### Problem requirements
Please retype the data that follows, starting at the line containing "the mask strap" and stopping after the last line.

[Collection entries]
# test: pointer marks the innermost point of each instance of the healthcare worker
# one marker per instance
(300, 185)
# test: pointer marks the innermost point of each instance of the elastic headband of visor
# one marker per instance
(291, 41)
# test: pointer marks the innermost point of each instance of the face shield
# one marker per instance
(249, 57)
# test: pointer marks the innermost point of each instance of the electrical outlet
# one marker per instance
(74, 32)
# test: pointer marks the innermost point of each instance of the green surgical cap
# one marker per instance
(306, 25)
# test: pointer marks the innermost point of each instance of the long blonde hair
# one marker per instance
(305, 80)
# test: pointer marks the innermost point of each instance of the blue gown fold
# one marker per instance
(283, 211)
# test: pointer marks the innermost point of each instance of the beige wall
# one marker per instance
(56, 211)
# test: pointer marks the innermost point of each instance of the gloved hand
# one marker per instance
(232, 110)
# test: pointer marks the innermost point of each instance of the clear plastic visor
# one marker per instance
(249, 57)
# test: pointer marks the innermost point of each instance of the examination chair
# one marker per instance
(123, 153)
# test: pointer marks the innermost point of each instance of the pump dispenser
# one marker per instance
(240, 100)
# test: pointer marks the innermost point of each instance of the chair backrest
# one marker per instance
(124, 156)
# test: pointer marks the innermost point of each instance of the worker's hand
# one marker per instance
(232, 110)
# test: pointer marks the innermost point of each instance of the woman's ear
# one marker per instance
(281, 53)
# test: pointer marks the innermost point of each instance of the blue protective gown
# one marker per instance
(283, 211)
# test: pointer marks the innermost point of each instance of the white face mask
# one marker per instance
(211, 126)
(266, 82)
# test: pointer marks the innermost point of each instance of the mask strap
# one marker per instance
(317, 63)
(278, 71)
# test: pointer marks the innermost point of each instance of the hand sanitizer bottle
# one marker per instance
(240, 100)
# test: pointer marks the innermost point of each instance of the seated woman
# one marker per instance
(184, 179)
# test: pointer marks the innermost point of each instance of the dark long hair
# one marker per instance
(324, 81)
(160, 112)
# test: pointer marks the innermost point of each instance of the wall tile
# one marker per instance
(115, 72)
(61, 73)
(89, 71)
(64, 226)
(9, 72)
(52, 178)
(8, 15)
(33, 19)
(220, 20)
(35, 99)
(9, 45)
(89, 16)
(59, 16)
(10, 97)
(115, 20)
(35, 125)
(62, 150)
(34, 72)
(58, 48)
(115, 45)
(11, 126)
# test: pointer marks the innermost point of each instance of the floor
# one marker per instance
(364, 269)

### Exercise response
# test: pointer marks the innermost point of each instance of the mask strap
# one marker per instance
(317, 63)
(278, 71)
# test: pointer marks the innermost point of each instance of the hand sanitizer bottle
# one marker per instance
(240, 100)
# test: pointer marks the innermost point of each instance of the seated woman
# one marker per instance
(184, 179)
# test: pointer marks the innermost point of each instance of the dark long hair
# one marker per instance
(324, 81)
(160, 112)
# test: pointer marks the innermost point of each instance of the wall tile
# one marker per instance
(115, 72)
(61, 73)
(89, 71)
(64, 226)
(9, 72)
(52, 178)
(8, 15)
(33, 19)
(220, 20)
(35, 99)
(9, 45)
(89, 16)
(59, 16)
(10, 97)
(115, 20)
(35, 125)
(62, 150)
(34, 72)
(58, 48)
(115, 45)
(11, 126)
# test: pointer marks the innermost point of each instance of the floor
# one marker per instance
(364, 269)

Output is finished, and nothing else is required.